YOUR INSTRUCTIONS: Word for word, restate the data that follows, omitting the images.

** RECORD EXTRACTS follows **

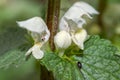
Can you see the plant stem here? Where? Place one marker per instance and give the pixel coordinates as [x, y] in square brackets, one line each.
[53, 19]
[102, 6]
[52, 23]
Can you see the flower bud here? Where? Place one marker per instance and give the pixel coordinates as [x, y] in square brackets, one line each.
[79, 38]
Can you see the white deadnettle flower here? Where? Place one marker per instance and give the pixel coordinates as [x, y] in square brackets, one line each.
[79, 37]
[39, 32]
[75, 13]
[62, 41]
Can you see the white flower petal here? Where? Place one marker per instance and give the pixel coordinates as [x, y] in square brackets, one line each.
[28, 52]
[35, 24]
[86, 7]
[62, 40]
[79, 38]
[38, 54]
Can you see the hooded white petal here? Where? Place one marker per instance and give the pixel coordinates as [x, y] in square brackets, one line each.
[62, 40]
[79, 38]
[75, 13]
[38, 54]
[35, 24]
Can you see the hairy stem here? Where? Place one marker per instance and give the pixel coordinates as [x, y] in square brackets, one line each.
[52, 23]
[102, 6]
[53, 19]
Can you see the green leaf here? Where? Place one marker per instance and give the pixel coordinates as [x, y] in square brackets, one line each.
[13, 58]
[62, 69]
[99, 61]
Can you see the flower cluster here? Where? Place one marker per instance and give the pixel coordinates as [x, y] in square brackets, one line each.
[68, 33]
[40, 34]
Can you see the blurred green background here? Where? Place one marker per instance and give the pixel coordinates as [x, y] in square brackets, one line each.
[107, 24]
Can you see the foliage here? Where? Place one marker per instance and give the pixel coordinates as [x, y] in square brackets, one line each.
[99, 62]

** End of RECORD EXTRACTS **

RESPONSE TO THIS EXERCISE:
Can you see the plant stem here? Where? Place one marker per instance and give the pixel coordinates as [x, y] in square brackets, one line each.
[53, 19]
[102, 6]
[52, 23]
Can you see the flower bud here? Where? Place one marker per instance and give the pixel coordinates as [x, y] in square brackets, one line each.
[79, 38]
Can you see the white deadnettle flower here? Where? Place one marker per instance and give the pixel coordinates as [x, y] in square brackets, one line each.
[79, 37]
[39, 32]
[75, 13]
[62, 41]
Can you see the white flower petal here? Where? Place one marker per instance and give the pixel coordinates as [x, y] in square brackets, one line each.
[28, 52]
[35, 24]
[86, 7]
[62, 40]
[79, 38]
[38, 54]
Can you see the hooded white petal here? Where? Place one marker per instance and give the pixel coordinates as [x, y] in square brackets, one line each.
[62, 40]
[79, 38]
[75, 13]
[38, 54]
[35, 24]
Can you see the hairy stem here? Where? Place one marker per instance and give the pixel coordinates as [x, y] in square brackets, one line each.
[52, 23]
[102, 6]
[53, 19]
Can you see the green leaf here? Where? Place one marker per instance and give the pixel coordinates as [x, y] in square brackets, one line each.
[13, 58]
[62, 69]
[99, 61]
Can you see the flower cluster here? Where? Place one marker per instance and give the pixel coordinates as [x, y] in square brackets, one line each.
[68, 33]
[40, 34]
Can you see the blurred green background here? Where? Place one marker per instance and give the pixel coordinates as [x, y] in square brackets, one line each.
[107, 24]
Can you see the foliage here? Where? Place one marker per instance and give the pixel coordinates as [x, y] in square brackets, one line each.
[99, 62]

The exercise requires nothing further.